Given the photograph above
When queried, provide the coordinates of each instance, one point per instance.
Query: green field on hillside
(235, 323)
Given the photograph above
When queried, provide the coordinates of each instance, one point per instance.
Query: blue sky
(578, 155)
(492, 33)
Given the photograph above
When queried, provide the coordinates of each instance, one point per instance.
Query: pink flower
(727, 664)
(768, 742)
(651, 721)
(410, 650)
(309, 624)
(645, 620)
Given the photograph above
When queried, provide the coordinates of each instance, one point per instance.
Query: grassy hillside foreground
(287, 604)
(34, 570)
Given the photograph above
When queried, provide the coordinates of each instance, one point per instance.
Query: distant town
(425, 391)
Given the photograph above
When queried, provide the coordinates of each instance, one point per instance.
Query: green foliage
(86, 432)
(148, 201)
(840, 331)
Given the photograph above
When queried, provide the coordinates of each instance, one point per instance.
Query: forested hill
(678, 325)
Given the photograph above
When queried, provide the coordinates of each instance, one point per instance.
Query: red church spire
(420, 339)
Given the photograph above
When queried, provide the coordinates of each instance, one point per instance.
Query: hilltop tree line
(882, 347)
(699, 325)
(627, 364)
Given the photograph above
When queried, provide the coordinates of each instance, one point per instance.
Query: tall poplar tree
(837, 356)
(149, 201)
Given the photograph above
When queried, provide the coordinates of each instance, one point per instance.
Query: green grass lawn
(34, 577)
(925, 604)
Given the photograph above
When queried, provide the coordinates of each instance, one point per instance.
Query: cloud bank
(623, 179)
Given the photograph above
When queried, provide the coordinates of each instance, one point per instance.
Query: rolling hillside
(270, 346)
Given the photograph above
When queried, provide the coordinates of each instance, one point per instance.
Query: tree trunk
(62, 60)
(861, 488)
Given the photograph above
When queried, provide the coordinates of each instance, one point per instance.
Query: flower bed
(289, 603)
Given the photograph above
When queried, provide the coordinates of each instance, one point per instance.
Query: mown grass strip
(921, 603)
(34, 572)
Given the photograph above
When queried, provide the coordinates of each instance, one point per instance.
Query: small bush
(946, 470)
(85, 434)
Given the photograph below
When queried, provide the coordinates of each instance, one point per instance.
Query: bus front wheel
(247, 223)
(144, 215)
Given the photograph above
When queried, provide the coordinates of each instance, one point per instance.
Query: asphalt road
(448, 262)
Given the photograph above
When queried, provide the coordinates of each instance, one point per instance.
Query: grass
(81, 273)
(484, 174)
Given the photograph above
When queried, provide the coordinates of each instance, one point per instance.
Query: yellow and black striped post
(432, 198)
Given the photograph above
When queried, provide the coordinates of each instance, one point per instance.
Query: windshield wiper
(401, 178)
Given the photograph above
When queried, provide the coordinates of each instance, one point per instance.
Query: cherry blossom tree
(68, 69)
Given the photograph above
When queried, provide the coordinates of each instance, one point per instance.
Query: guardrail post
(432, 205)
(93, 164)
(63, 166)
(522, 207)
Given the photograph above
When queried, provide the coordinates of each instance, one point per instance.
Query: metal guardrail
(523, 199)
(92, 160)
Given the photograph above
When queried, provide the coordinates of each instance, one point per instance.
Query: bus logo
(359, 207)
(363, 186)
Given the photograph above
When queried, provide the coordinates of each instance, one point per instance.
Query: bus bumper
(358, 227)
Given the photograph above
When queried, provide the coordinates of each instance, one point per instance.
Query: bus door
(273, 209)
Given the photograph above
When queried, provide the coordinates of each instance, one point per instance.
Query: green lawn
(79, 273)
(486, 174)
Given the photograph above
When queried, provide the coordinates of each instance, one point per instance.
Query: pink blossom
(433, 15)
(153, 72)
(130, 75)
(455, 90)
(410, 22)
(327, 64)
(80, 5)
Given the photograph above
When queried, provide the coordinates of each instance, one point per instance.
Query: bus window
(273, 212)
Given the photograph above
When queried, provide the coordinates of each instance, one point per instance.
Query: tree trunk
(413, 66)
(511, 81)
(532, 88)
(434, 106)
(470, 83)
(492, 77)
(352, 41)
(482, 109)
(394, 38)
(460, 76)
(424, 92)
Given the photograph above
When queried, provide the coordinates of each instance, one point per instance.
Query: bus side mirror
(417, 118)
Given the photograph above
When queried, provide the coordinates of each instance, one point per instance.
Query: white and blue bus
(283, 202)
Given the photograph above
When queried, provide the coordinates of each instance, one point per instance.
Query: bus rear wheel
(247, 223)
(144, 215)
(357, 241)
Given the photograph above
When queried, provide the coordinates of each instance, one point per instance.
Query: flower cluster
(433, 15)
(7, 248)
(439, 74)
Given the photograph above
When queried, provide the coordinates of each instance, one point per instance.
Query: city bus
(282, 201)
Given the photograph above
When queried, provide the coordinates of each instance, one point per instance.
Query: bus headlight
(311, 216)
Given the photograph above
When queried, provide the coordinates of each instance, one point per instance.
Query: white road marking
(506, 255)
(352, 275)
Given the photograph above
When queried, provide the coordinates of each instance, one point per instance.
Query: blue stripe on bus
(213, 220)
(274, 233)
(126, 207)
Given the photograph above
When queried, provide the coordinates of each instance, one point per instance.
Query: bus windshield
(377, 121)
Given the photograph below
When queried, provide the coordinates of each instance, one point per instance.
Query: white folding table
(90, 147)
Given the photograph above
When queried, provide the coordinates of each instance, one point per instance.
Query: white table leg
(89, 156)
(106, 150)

^^^^^^^^^^^^^^^^

## Written task:
Gather every line in the records above that contains the word "table" and copy each one in full.

## The result:
Query: white folding table
Query: white table leg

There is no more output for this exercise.